===== Given records =====

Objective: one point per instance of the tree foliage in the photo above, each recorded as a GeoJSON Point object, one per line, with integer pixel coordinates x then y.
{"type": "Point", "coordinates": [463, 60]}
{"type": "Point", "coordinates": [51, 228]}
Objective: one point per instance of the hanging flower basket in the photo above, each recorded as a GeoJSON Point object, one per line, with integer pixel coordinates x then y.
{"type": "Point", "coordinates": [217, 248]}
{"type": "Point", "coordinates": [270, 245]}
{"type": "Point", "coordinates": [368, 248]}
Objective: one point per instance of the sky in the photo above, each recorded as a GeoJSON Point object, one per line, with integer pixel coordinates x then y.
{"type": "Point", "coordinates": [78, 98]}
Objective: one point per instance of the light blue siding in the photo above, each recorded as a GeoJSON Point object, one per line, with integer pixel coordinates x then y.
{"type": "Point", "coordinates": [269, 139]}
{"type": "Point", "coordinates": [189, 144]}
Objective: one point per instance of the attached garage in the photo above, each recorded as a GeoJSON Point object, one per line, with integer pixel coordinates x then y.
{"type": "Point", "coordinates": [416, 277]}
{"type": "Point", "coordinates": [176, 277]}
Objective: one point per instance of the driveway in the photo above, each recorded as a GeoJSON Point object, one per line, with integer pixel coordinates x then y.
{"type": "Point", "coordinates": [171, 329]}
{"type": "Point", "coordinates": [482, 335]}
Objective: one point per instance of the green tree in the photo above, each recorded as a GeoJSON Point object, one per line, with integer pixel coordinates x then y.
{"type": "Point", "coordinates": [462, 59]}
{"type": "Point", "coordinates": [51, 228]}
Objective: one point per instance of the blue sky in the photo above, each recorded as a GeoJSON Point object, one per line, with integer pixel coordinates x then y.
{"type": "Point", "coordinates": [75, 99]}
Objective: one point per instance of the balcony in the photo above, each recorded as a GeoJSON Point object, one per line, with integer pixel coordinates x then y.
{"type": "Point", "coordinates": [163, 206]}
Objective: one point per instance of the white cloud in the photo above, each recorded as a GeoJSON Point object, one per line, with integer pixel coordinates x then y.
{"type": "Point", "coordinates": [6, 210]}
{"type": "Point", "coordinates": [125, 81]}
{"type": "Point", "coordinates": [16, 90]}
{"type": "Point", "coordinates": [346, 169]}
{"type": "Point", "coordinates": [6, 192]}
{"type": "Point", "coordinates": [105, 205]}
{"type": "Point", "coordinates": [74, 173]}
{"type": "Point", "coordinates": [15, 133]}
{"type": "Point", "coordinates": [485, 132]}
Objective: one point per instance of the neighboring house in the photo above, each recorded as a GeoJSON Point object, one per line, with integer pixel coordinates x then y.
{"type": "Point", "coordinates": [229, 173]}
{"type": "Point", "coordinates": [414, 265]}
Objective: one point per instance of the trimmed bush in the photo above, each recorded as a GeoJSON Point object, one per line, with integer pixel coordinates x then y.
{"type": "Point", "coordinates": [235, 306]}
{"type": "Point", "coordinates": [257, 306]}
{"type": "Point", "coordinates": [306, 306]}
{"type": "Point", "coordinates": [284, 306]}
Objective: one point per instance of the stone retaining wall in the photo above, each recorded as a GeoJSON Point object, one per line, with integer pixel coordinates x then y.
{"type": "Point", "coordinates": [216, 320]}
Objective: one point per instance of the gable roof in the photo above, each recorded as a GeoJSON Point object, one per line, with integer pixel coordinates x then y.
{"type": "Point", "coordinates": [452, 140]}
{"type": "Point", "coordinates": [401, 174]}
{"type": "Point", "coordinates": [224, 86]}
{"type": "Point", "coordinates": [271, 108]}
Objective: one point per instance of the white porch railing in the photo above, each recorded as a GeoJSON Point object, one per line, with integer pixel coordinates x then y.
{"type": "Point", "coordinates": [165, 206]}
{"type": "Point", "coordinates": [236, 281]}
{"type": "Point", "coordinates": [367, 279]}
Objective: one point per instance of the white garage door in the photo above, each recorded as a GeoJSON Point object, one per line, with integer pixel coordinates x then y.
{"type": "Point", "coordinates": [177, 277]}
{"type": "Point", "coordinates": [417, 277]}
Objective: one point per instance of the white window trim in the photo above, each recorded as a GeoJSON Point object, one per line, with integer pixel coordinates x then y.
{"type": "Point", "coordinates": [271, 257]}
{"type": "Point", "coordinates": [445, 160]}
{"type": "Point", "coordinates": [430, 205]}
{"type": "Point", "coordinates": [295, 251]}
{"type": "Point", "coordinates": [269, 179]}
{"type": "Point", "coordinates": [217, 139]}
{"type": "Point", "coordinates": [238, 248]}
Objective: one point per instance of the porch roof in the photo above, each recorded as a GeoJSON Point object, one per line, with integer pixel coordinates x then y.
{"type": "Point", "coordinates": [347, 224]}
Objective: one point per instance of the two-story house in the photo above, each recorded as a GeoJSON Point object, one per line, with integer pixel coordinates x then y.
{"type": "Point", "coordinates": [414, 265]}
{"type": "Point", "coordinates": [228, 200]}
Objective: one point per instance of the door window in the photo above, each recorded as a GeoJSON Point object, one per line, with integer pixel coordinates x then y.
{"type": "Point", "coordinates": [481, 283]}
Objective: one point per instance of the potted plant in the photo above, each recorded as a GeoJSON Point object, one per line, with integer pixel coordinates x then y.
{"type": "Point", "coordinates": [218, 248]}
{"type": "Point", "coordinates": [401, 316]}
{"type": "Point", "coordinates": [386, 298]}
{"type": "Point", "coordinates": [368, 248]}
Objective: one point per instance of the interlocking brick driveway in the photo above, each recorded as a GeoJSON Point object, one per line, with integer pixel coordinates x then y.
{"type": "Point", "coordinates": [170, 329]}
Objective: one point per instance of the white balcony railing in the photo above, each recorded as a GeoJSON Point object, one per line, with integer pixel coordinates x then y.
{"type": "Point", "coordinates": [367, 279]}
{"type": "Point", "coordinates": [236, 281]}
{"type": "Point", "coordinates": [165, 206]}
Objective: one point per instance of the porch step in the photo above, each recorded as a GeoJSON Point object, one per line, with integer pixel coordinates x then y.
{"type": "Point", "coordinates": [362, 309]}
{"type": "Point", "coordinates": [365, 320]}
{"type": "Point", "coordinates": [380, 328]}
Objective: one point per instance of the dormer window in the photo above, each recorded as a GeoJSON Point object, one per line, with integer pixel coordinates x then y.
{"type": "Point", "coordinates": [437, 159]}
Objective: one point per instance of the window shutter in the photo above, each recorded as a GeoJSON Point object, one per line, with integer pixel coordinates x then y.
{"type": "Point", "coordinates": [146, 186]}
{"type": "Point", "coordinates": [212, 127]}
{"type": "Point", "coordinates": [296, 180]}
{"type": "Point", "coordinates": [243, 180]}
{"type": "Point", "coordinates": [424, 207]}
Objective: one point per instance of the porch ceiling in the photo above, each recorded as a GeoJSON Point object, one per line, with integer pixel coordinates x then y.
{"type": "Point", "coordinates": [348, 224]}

=====

▶ What you are asked to do
Extract every line from the one with "Objective: one point per instance of the porch step" down to the final line above, both included, exactly as written.

▶ Complete answer
Objective: one point per instance of the porch step in the photo above, each recorded as a GeoJSON Point object, one per line, with integer pixel coordinates x then y.
{"type": "Point", "coordinates": [362, 309]}
{"type": "Point", "coordinates": [365, 320]}
{"type": "Point", "coordinates": [380, 328]}
Objective: one point per instance of the dormer window in the photo above, each recorded as a GeoJSON Point object, one per line, with integer pixel coordinates x then y.
{"type": "Point", "coordinates": [437, 159]}
Objective: one point per instance of the window shutter in the photo above, each recorded as a GeoJSON Point object, one per line, with integer pixel coordinates x then y.
{"type": "Point", "coordinates": [146, 186]}
{"type": "Point", "coordinates": [212, 127]}
{"type": "Point", "coordinates": [296, 180]}
{"type": "Point", "coordinates": [243, 180]}
{"type": "Point", "coordinates": [424, 207]}
Objective: one point per instance of the porch ceiling in the photo above, each recorded as a GeoJSON Point object, one per line, with integer pixel coordinates x then y.
{"type": "Point", "coordinates": [348, 224]}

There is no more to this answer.